Segment Start: TEXT FOR ANALYSIS

The final rule includes the broad conflicts of interest provision advocated by CFA. It also provides a clearer framework for how ratings agencies should develop their internal control systems, though it stops short of setting mandatory minimum standards for those systems, as CFA has urged. “Only time will tell how effective these provisions are in reducing the impact of conflicts on ratings analysis,” said CFA Director of Investor Protection Barbara Roper. “A lot will depend on the Commission’s willingness to use its oversight and enforcement authority to rein in abusive practices. But the revised rules provide the Commission with important tools, lacking in the original rule proposal, to make the rating agencies more accountable.”
On the other hand, the Commission failed to strengthen provisions designed to prevent ratings agencies from using the same ratings symbols for securities that pose very different levels of risk. In a letter to the agency last month, CFA refuted industry arguments that the Commission lacked the authority to make the necessary changes to this provision. “This is a huge missed opportunity to hold rating agencies accountable for the ratings they issue,” Hauptman said. “The natural result of the SEC’s lack of action here is that rating agencies will continue to be able to issue ratings that are effectively meaningless. Knowing this, investors must ask themselves how they can justify relying on ratings that have no predictive value.”
Despite that caveat, CFA expressed strong appreciation both for the diligent efforts of Commissioners Aguilar and Stein to strengthen the rules and for the willingness of Chair White to move the rule forward on a 3-2 vote when opposition to those strengthening amendments emerged.
Groups Petition FCC to Block Comcast-Time Warner Merger
CFA along with two dozen allied and member groups filed a petition with the Federal Communications Commission (FCC) last month urging the agency to block Comcast from acquiring Time-Warner and the swap of additional systems with Charter Communications.
“The inevitable result of this merger will be higher prices, worse service, and less innovation,” said CFA’s Director of Research Mark Cooper press statement on the petition.
“Just four years ago the FCC and the Department of Justice (DOJ) found that Comcast has market power, as the nation’s largest buyer of professional video content and the largest provider of both multichannel video programming and broadband Internet access service. “The acquisition would increase Comcast’s market power by at least 50 percent and create a Goliath that would tower over the industry,” he added.

Segment End: TEXT FOR ANALYSIS

*TASK TO COMPLETE*: Reproduce the stretch of the text on CFA's regulatory positions from "Groups Petition FCC" through "with Charter Communications.", changing "two dozen" to "twenty-four". The entries that follow are separate material, unconnected to the text on CFA's regulatory positions.

Segment Start: AVAILABLE DATA

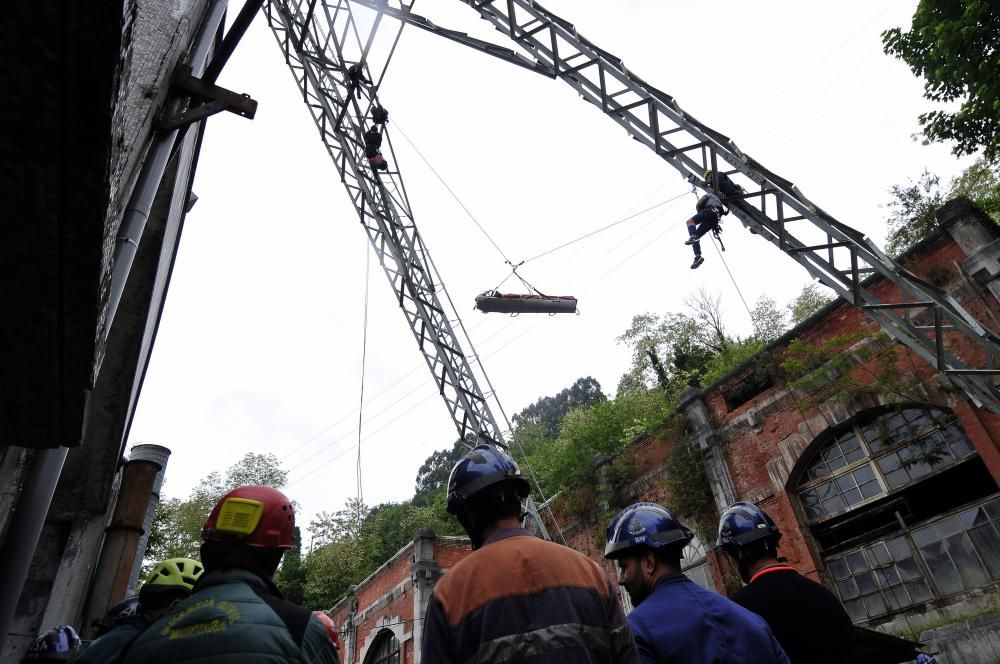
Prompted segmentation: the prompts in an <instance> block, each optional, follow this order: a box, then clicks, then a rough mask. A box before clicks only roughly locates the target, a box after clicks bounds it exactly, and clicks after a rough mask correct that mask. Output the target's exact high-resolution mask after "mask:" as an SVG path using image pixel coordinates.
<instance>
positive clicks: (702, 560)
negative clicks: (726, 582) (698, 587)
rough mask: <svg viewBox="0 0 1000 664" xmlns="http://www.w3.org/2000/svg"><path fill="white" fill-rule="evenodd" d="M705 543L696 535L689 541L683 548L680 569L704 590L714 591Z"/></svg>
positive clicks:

Segment End: AVAILABLE DATA

*RESPONSE TO THE TASK*:
Groups Petition FCC to Block Comcast-Time Warner Merger
CFA along with twenty-four allied and member groups filed a petition with the Federal Communications Commission (FCC) last month urging the agency to block Comcast from acquiring Time-Warner and the swap of additional systems with Charter Communications.